Look in the data below for the line that has "Target: green carriage body", then print exactly every line from there through the line that has "368, row 80.", leaving pictures out.

------------------------------------------------------------------------

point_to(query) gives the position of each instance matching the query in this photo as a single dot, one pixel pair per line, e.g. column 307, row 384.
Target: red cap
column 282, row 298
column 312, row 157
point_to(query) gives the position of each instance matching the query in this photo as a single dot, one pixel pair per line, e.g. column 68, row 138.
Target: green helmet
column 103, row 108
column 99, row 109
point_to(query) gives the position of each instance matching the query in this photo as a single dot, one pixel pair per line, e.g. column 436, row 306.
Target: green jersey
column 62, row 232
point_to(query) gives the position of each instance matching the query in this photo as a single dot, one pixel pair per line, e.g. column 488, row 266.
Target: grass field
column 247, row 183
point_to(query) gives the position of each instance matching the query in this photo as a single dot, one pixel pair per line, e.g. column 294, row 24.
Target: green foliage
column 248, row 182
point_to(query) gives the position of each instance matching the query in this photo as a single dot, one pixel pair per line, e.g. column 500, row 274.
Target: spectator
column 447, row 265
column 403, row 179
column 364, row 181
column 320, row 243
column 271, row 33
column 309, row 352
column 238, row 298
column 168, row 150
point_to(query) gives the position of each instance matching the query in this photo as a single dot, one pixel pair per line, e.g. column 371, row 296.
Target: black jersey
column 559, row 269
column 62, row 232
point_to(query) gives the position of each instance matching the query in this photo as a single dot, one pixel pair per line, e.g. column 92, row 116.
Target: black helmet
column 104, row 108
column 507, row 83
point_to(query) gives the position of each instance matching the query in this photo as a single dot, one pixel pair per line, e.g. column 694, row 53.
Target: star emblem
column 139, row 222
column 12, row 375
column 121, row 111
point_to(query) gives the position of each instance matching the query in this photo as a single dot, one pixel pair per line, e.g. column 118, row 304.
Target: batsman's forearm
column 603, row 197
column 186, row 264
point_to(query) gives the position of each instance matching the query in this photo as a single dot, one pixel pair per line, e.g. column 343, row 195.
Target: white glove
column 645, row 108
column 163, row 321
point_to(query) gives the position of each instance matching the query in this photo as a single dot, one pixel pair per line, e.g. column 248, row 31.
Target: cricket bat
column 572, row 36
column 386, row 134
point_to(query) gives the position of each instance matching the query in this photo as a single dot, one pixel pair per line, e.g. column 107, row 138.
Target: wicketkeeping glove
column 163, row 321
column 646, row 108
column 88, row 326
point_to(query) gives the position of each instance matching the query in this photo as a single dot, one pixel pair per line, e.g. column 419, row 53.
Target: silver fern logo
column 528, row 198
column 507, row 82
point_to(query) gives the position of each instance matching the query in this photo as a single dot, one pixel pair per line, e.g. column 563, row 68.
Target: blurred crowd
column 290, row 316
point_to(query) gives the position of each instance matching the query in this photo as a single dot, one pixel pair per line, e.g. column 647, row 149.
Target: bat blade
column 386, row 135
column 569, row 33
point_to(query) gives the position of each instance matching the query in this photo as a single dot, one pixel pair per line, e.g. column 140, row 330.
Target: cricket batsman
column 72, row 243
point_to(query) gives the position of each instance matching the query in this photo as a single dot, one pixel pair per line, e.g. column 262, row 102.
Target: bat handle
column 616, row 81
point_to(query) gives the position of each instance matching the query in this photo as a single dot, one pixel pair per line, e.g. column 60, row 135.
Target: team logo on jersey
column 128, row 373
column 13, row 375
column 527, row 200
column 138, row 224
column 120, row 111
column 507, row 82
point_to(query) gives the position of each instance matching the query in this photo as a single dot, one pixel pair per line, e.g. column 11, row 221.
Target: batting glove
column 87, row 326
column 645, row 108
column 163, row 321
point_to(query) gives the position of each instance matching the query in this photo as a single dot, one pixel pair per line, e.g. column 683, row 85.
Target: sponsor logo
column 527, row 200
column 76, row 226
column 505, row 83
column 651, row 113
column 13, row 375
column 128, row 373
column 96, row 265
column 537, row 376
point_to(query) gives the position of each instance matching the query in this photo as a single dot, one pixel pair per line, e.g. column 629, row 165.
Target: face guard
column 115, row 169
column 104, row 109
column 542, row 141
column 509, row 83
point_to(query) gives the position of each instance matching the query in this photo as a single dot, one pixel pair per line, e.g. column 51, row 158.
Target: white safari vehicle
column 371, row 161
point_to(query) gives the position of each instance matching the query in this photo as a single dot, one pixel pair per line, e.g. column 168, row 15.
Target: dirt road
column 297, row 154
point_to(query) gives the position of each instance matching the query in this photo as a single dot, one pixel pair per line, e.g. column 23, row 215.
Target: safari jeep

------------------------------------------------------------------------

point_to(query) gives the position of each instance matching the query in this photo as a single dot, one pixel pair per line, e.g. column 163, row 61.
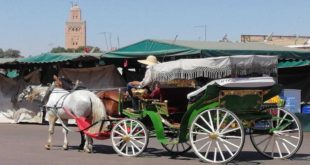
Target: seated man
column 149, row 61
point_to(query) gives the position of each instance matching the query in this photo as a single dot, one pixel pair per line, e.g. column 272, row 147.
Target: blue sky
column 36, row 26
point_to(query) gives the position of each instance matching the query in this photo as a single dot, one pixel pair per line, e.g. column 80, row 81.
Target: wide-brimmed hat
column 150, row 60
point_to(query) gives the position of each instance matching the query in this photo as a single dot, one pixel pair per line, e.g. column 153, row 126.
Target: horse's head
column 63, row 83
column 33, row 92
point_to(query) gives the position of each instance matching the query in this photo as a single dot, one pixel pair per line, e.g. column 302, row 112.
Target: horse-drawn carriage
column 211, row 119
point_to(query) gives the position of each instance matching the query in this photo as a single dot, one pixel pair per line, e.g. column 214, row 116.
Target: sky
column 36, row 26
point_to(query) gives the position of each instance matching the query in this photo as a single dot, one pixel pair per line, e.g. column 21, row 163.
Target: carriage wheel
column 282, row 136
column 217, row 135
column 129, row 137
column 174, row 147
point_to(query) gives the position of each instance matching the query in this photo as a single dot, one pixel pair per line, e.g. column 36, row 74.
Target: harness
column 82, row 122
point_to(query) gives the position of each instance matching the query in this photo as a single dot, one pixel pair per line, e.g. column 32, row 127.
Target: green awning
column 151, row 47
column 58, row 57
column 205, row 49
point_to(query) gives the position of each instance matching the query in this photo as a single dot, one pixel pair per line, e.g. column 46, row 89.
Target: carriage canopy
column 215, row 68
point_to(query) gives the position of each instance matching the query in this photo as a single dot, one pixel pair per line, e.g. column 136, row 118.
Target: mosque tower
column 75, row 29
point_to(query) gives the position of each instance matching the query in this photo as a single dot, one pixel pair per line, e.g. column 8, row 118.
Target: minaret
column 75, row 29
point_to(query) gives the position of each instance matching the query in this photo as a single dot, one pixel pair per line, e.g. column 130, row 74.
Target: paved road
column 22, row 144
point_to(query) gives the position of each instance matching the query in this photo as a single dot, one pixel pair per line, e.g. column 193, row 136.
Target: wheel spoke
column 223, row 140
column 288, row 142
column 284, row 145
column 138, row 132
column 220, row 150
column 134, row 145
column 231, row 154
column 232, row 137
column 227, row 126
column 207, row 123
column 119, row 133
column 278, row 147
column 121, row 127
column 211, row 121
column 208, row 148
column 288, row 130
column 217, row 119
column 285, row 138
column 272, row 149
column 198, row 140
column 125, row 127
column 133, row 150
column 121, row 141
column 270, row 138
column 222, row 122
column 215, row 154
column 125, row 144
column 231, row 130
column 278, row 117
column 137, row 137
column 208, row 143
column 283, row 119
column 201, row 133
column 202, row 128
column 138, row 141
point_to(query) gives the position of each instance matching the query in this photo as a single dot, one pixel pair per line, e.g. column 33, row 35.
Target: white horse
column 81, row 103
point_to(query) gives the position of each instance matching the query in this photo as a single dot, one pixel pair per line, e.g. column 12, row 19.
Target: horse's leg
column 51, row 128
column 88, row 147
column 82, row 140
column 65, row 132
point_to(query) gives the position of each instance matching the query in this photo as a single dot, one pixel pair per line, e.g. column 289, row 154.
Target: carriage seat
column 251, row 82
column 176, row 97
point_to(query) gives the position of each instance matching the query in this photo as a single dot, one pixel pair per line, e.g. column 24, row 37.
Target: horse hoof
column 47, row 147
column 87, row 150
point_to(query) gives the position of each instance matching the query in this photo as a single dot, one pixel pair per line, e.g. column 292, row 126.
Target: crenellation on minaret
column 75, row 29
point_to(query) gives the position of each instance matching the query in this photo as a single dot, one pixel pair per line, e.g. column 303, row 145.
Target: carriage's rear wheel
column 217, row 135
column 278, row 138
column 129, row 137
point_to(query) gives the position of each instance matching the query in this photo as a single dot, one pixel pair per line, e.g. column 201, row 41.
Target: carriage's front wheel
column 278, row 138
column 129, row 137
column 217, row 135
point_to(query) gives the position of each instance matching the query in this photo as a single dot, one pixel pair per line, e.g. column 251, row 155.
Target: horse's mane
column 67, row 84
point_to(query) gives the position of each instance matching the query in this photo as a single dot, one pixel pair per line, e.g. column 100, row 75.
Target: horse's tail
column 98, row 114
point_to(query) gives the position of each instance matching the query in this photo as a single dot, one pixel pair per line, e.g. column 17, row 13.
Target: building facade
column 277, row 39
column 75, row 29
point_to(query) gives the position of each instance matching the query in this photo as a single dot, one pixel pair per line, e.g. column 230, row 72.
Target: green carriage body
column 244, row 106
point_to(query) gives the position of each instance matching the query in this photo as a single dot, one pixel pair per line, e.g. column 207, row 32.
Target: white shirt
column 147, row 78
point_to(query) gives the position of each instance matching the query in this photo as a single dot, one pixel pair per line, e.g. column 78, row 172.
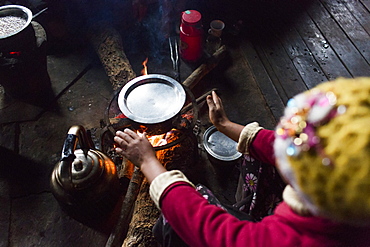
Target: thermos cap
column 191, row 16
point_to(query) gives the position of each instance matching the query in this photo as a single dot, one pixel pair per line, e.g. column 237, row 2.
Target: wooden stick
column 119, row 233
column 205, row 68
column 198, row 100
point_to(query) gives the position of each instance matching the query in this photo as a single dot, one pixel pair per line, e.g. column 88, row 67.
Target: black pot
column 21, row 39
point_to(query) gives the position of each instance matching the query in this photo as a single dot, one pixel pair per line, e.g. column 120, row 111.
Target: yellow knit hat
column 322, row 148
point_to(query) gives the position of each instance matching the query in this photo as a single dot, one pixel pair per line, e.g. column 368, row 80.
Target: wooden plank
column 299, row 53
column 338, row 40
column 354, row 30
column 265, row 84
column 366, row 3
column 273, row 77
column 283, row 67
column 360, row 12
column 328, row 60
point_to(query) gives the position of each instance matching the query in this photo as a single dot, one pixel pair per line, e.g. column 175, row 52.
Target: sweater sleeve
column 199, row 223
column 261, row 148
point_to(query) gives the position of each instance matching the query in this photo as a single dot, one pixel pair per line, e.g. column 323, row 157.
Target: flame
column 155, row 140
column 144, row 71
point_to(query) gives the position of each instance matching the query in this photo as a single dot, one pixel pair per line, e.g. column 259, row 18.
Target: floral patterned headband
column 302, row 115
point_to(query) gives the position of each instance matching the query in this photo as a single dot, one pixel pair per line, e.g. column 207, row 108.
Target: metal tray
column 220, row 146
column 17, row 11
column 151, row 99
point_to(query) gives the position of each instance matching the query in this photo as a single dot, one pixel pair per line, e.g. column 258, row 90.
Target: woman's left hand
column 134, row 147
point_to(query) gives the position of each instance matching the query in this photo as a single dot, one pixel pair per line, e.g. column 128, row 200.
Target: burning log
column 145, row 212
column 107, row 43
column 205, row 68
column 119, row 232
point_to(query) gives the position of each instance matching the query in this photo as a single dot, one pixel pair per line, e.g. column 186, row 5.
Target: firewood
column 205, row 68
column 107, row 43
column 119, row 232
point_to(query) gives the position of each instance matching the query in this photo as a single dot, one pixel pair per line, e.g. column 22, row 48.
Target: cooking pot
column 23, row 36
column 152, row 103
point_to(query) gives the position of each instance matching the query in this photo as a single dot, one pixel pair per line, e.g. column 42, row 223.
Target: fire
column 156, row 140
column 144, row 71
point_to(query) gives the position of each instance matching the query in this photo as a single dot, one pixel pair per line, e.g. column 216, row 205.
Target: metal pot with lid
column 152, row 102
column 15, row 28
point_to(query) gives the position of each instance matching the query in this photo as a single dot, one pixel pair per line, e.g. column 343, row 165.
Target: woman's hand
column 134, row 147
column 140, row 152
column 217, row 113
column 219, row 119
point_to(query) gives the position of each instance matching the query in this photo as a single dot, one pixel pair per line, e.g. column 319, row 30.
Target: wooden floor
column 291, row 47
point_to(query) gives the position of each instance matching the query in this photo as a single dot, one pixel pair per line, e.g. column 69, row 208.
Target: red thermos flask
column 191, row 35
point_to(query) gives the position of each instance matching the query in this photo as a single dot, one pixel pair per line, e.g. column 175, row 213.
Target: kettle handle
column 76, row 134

------------------------------------------------------------------------

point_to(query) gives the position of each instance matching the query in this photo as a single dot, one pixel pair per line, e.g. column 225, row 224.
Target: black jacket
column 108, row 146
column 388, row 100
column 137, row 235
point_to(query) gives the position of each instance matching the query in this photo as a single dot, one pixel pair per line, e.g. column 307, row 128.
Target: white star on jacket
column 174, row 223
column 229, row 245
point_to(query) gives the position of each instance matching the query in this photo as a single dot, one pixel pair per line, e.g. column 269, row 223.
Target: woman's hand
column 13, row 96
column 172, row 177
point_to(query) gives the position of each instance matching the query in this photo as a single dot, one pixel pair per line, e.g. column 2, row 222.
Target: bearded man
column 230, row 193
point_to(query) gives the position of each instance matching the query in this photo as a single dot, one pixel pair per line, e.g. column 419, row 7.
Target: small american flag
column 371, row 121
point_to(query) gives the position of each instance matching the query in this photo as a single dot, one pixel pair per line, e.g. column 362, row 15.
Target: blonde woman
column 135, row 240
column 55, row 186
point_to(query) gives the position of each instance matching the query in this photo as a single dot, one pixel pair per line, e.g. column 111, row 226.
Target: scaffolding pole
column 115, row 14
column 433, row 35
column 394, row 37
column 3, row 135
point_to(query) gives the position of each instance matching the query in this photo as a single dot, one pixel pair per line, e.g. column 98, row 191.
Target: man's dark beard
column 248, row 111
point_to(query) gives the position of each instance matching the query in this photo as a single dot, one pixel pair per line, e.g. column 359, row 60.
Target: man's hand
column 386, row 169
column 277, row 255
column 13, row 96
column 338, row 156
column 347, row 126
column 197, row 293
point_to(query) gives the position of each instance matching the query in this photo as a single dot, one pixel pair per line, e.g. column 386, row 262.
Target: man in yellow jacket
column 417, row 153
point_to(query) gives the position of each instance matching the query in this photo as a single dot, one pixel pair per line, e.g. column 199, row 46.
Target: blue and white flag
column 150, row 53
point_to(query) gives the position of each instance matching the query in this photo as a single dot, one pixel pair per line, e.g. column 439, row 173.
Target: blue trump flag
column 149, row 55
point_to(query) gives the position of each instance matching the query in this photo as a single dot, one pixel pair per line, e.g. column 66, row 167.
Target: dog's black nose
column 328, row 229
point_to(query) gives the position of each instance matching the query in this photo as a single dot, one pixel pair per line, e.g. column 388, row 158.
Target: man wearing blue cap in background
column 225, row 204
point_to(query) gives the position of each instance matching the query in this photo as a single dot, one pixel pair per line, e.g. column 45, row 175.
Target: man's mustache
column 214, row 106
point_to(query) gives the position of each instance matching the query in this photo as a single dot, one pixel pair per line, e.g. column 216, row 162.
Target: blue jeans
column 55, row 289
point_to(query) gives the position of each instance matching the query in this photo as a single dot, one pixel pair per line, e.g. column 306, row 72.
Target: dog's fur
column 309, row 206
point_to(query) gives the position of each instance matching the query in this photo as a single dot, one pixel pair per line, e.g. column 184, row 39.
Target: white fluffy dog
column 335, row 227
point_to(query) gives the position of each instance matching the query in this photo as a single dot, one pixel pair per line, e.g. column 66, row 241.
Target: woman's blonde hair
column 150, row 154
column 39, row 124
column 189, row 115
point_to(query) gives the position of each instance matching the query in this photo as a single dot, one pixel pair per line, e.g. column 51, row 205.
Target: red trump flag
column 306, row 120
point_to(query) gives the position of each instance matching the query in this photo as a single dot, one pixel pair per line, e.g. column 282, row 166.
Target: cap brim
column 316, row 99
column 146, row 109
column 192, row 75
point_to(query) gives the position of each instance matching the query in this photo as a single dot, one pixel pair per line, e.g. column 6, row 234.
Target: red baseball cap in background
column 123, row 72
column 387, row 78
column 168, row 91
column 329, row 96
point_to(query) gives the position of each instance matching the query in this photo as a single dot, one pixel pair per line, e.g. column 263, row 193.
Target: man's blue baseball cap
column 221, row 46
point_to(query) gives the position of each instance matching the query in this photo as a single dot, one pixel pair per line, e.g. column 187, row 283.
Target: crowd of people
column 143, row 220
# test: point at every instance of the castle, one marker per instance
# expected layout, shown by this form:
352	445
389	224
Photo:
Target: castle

------------------------------------------------------------------------

* _Your response_
Target: green carriage body
column 244, row 106
point_to(query) gives the position of each instance matching the query in this photo as a single dot, one pixel pair per line, e.g. column 207, row 32.
Target: white shirt
column 147, row 78
point_to(query) gives the position of each instance matching the query in this photo as a single dot, one pixel pair per line, e.g. column 78, row 172.
Target: thermos cap
column 191, row 16
point_to(query) gives the position of each instance matching the query in this photo as a single dot, one pixel pair per line, e.g. column 237, row 2.
Target: wooden stick
column 119, row 233
column 205, row 68
column 198, row 100
point_to(query) gives the position of each instance matching the query in this photo as a single dot, one pixel pair per line, e.g. column 88, row 67.
Target: black pot
column 21, row 39
point_to(query) gives the position of each instance matching the query in this photo as a single dot, one pixel pair per line, e.g. column 120, row 111.
Target: yellow knit hat
column 322, row 148
point_to(query) gives the position of each instance matching the query in this photo as a single dot, one pixel pair per line, e.g. column 368, row 80.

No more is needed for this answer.